### TO DO
1) In the passage on Roemer's principles, what does Roemer's first principle require?
2) Extract the wording of the passage on Roemer's principles between "But this, admittedly, is" and "understandable (p. 43).", inclusive.
3) Write what comes next in the passage on Roemer's principles, picking up after its final sentence.

### PASSAGE
________________
But this, admittedly, is speculation. Giving Roemer the benefit of every doubt, however, his principles strike one as radically implausible. His first principle mandates nothing at all about self-realization or welfare, even putting aside the vagueness of these terms. What his rule requires is equality of opportunity to attain self- realization and welfare. A slave society in which all were equally oppressed, then, would outrank one with a hereditary aristocracy, even though in the latter everyone had a high level of self-realization and welfare. The actuallevel of self-realization does not matter: all that counts is that everyone have the same chance at this vague and impalpable goal. Given this principle, Roemer’s pining for the glorious days of economic growth under Comrade Stalin becomes understandable (p. 43).
And just why should everyone have the opportunity for equal political influence and social status? Roemer does not tell us, although, commendably, he recognizes that conflicts may arise among his three principles. He does not specify a ranking for the rules in case conflict does arise, but that of course would be asking too much.
________________
### DATA SHOWN
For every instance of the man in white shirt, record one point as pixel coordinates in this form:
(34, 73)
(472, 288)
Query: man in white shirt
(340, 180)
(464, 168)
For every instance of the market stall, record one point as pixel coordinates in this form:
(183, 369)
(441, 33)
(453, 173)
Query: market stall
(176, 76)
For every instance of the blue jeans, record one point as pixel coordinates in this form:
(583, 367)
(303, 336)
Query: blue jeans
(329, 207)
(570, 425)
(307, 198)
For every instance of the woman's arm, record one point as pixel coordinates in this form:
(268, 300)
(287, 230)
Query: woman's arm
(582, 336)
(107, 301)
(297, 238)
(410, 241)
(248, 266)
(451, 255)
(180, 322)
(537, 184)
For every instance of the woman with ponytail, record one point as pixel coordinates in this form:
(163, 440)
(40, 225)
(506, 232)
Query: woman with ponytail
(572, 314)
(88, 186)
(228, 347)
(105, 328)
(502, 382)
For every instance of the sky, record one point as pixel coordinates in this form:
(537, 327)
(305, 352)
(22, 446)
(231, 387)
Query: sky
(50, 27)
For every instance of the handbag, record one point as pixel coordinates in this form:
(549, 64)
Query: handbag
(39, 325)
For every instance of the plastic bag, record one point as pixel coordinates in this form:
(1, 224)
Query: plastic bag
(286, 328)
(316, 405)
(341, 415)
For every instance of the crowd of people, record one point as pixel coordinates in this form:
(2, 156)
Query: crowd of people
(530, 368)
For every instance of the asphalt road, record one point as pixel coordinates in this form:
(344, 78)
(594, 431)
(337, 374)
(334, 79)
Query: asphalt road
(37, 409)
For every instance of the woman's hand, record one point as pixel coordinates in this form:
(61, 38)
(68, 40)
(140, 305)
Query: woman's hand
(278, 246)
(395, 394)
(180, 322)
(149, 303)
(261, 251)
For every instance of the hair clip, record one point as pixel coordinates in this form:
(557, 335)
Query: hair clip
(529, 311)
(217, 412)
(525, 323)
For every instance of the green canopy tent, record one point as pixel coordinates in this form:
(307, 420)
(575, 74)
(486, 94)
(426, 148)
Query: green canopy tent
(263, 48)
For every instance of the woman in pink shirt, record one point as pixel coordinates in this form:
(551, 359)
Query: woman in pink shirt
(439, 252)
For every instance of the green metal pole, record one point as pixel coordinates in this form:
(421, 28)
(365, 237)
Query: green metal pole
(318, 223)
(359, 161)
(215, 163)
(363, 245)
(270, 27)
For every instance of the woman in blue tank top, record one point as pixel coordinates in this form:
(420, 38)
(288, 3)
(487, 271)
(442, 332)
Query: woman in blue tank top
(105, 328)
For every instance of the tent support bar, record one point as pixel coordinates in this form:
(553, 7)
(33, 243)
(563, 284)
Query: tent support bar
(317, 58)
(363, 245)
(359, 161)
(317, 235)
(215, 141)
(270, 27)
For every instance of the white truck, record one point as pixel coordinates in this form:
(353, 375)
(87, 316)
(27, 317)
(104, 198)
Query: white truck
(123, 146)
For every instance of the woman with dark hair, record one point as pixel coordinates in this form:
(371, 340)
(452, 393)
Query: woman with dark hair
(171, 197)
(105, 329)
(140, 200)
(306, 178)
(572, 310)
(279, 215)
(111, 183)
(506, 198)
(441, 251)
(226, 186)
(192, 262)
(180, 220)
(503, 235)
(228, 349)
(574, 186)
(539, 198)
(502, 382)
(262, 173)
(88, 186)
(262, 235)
________________
### EXERCISE ANSWERS
1) Equality of opportunity to attain self-realization and welfare.

2)
But this, admittedly, is speculation. Giving Roemer the benefit of every doubt, however, his principles strike one as radically implausible. His first principle mandates nothing at all about self-realization or welfare, even putting aside the vagueness of these terms. What his rule requires is equality of opportunity to attain self- realization and welfare. A slave society in which all were equally oppressed, then, would outrank one with a hereditary aristocracy, even though in the latter everyone had a high level of self-realization and welfare. The actuallevel of self-realization does not matter: all that counts is that everyone have the same chance at this vague and impalpable goal. Given this principle, Roemer’s pining for the glorious days of economic growth under Comrade Stalin becomes understandable (p. 43).

3)
Roemer’s principles raise a more fundamental question. Why is equality (of welfare, self-realization, influence, or whatever) desirable at all? As must never be forgotten, Roemer is a high-powered intellectual, “brilliant” in the opinion of the eminent Warren Samuels; so he is not without resources. He notes that “political philosophers [working] on egalitarian theories of justice” have established the truth of the egalitarianism on which socialism rests. In particular, John Rawls’s A Theory of Justice“accomplished the feat of convincing a large number of social scientists that egalitarianism was not simply a value judgment’ that people might or might not hold according to their taste but was, rather, a view of what social arrangements were right, a view that any rational, honest person had to accept” (p. 27).
Here then is the scintillating argument offered by our talented author to support egalitarianism. Political philosophers, especially Rawls, have established it. Period.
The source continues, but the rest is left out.